■ **SELECTED TEXT**
+ + + + + + +

Well where do I start since my last blog I don’t really know for sure so here goes.
I have a lot of feelings some I expected and some I really never saw coming. A lot can be summed up by what I’ve just watched on television and social media in the last hour before writing this.
There is an entire BBC program section that has devoted itself to how much our chocolate has shrunk for example how many Maltesers less we now get in a packet and in turn customers are voicing their “shock” at this but are admitting they wont stop buying them…A cutting edge piece of journalism (not) whilst on the other hand I have the thousand yard stares of blood splattered children of Aleppo that are of similar ages to my own popping up on social media that effect me so deeply I want to fly over there and take them in my arms with immediate effect.

+ + + + + + +

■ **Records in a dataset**

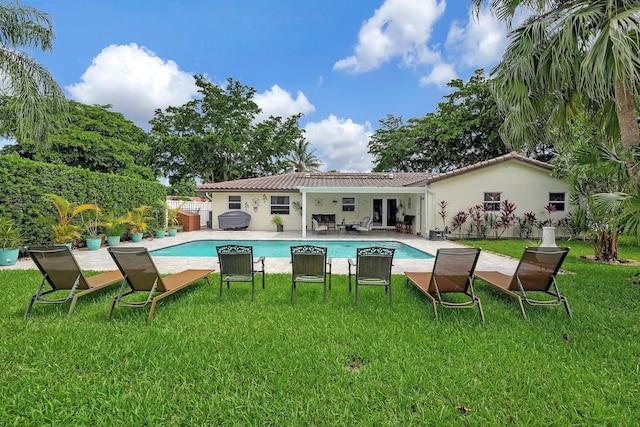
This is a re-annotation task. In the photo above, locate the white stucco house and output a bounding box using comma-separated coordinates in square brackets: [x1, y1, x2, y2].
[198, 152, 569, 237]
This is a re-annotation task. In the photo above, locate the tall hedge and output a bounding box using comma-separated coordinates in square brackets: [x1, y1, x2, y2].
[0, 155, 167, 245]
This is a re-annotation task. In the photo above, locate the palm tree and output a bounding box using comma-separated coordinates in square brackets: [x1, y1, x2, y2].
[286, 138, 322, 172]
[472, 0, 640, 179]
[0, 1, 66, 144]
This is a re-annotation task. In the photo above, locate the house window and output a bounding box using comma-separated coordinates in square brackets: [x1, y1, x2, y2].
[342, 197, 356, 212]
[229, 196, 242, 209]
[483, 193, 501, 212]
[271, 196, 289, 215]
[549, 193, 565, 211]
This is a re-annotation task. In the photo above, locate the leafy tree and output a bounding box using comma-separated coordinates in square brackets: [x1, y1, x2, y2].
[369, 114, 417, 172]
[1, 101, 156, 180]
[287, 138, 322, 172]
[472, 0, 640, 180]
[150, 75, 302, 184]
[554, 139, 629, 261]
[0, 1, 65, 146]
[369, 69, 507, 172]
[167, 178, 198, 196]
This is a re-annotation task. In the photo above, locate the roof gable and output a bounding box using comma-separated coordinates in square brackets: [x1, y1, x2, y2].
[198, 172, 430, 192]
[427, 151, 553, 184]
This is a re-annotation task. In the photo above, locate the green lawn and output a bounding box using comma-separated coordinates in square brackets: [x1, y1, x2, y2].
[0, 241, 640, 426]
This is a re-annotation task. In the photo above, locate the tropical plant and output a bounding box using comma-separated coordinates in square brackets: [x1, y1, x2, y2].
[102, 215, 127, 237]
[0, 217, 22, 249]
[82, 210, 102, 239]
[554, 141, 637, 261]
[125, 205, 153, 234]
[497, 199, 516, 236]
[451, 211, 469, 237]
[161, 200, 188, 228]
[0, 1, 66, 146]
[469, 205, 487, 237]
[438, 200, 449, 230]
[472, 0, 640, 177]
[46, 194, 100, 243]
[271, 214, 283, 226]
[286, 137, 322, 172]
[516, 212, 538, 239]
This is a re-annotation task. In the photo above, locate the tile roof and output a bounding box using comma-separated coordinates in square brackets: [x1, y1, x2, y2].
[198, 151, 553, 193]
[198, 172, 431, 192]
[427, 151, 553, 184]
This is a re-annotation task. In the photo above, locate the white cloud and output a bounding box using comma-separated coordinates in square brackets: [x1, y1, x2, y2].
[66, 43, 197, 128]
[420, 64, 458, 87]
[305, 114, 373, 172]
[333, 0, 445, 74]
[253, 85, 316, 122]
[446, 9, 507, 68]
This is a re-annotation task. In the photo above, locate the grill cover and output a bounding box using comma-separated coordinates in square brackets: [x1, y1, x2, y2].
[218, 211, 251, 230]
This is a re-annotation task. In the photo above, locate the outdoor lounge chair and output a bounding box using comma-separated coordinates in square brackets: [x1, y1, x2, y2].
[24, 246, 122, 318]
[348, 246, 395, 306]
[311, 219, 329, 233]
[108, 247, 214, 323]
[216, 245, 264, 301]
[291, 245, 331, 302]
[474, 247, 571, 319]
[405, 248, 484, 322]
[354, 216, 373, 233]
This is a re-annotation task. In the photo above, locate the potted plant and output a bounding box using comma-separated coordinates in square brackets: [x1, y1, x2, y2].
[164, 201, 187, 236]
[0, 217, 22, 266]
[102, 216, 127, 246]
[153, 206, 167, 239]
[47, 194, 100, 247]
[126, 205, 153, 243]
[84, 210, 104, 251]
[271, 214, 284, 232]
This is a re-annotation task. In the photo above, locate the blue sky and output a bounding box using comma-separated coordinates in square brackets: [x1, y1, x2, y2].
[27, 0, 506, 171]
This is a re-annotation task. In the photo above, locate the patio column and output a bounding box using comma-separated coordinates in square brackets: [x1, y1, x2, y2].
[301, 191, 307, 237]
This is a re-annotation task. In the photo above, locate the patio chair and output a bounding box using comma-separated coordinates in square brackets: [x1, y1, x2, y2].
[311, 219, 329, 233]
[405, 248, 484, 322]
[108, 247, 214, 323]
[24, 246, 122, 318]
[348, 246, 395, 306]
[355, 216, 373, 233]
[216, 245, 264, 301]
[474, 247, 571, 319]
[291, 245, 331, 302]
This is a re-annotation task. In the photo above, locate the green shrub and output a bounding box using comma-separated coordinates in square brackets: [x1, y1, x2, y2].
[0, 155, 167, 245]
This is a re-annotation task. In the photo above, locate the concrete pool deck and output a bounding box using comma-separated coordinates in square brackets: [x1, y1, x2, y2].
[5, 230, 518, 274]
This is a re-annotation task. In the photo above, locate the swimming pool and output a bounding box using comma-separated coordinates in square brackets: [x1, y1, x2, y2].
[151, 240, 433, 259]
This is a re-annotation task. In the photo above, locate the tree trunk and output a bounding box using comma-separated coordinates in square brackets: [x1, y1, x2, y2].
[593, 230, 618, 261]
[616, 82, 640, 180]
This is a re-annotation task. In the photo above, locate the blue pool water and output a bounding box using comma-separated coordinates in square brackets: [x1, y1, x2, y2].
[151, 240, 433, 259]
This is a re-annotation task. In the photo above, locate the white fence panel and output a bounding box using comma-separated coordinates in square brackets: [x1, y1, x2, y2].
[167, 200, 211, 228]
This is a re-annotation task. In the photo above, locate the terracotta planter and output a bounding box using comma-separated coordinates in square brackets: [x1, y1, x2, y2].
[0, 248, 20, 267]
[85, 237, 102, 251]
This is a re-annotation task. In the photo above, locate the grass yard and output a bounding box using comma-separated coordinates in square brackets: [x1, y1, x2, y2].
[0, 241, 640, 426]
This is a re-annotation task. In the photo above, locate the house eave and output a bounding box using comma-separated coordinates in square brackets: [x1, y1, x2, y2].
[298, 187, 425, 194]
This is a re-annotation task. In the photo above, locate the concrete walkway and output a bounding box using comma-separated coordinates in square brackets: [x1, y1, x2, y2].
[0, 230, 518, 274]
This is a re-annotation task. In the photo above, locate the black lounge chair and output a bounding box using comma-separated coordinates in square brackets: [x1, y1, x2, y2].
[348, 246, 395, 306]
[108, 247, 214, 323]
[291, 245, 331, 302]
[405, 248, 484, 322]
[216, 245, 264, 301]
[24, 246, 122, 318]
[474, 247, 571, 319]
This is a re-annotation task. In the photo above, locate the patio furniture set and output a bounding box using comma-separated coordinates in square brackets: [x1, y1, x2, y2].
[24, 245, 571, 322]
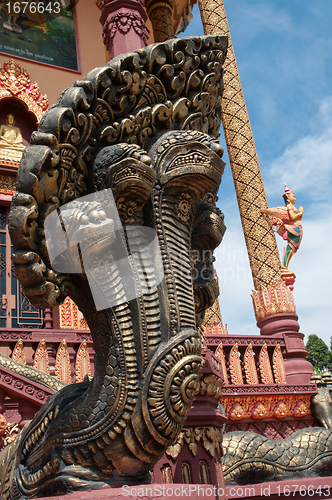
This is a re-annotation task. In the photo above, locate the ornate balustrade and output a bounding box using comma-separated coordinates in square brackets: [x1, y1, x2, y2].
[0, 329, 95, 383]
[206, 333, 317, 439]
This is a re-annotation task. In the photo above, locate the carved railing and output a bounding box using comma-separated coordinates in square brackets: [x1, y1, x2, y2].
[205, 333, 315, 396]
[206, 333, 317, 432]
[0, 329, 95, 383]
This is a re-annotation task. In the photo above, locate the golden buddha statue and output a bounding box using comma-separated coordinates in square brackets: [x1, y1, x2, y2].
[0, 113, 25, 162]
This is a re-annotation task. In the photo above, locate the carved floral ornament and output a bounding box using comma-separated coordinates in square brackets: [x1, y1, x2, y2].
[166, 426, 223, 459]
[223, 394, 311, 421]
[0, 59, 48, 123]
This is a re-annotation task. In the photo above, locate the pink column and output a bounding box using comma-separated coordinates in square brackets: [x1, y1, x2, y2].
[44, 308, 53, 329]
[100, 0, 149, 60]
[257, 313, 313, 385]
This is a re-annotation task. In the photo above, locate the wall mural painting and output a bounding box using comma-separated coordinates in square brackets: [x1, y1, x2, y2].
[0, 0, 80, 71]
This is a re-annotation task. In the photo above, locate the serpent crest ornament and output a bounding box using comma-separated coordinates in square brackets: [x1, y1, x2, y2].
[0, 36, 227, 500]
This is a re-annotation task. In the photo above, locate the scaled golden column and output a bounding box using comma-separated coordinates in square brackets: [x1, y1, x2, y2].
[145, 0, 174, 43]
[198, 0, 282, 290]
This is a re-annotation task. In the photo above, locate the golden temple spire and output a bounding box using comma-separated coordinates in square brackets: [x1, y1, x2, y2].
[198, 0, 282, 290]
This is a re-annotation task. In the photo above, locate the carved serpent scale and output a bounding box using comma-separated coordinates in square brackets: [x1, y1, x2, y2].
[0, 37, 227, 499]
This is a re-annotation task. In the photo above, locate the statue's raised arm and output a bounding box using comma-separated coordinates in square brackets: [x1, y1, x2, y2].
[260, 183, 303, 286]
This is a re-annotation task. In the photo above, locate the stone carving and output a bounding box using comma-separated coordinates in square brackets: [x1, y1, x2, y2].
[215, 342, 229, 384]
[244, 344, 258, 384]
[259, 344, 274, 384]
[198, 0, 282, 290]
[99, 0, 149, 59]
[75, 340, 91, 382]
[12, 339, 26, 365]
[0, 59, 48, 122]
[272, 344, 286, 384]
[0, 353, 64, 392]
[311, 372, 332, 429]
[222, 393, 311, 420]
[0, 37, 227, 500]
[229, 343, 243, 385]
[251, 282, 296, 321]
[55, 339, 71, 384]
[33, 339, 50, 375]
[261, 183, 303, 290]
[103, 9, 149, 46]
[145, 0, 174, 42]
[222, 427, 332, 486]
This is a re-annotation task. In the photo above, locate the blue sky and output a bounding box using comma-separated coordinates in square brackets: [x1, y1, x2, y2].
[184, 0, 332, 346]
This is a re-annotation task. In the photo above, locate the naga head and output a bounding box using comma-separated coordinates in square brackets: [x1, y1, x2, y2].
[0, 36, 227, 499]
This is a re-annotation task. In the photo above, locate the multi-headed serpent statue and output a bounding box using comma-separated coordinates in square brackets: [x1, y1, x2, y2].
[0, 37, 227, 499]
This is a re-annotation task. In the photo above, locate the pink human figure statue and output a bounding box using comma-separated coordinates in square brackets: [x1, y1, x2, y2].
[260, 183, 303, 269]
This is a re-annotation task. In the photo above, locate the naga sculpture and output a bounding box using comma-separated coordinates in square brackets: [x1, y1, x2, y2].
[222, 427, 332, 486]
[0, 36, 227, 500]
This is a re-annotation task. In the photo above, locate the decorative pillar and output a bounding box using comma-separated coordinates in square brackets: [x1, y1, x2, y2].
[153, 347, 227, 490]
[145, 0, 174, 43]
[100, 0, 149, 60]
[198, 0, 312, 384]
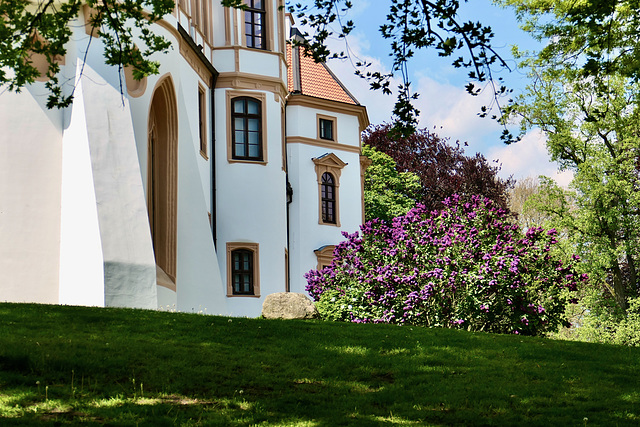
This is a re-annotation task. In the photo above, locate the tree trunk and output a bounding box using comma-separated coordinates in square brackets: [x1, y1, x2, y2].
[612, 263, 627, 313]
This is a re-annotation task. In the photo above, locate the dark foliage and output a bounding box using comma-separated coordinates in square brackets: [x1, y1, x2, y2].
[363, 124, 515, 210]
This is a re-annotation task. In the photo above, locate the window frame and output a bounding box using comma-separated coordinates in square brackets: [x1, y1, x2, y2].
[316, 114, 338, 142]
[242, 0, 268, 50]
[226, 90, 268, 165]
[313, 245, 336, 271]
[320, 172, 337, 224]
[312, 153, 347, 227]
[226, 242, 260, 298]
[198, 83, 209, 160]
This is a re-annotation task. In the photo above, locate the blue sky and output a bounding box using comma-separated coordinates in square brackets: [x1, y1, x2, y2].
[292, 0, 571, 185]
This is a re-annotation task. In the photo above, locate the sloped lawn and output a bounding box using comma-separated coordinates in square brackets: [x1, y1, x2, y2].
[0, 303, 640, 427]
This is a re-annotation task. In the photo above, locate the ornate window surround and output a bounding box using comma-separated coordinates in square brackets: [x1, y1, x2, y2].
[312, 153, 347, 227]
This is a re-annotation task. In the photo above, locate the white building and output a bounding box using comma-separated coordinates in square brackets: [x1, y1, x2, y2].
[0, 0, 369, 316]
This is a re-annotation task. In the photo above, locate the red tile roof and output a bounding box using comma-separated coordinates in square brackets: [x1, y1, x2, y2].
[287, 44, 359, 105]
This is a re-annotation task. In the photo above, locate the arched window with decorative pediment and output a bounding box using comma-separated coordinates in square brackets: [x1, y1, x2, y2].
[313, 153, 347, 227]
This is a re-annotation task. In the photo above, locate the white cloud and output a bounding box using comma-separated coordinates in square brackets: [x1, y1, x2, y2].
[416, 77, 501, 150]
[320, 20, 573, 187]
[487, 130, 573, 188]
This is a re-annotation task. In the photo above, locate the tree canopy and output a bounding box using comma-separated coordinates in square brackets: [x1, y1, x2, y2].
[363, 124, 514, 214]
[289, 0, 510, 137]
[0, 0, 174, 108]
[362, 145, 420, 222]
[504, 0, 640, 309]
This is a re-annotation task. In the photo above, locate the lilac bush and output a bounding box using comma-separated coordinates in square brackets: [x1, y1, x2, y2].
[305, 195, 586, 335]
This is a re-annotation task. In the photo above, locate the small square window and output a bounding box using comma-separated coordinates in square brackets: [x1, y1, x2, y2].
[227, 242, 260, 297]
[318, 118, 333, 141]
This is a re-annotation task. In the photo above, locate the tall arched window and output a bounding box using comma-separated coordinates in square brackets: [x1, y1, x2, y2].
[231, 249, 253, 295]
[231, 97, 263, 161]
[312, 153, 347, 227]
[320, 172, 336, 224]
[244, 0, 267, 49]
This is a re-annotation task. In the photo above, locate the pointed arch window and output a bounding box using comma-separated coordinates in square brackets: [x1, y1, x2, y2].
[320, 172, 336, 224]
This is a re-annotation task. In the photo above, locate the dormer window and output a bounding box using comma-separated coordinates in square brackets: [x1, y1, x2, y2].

+ + + + + + +

■ **SET OF TASKS**
[1] Answer these questions about the blog post:
(a) Within what stretch of time before writing did the writer watch the television and social media described?
(b) According to the blog post, what has an entire BBC program section devoted itself to?
(c) Where are the children whose images appear on social media from?
[2] Please retype everything in the blog post from "I have a lot" down to "with immediate effect.".

■ **OUTPUTS BY TASK**
[1]
(a) The last hour before writing.
(b) How much chocolate has shrunk, for example how many fewer Maltesers now come in a packet.
(c) Aleppo.

[2]
I have a lot of feelings some I expected and some I really never saw coming. A lot can be summed up by what I’ve just watched on television and social media in the last hour before writing this.
There is an entire BBC program section that has devoted itself to how much our chocolate has shrunk for example how many Maltesers less we now get in a packet and in turn customers are voicing their “shock” at this but are admitting they wont stop buying them…A cutting edge piece of journalism (not) whilst on the other hand I have the thousand yard stares of blood splattered children of Aleppo that are of similar ages to my own popping up on social media that effect me so deeply I want to fly over there and take them in my arms with immediate effect.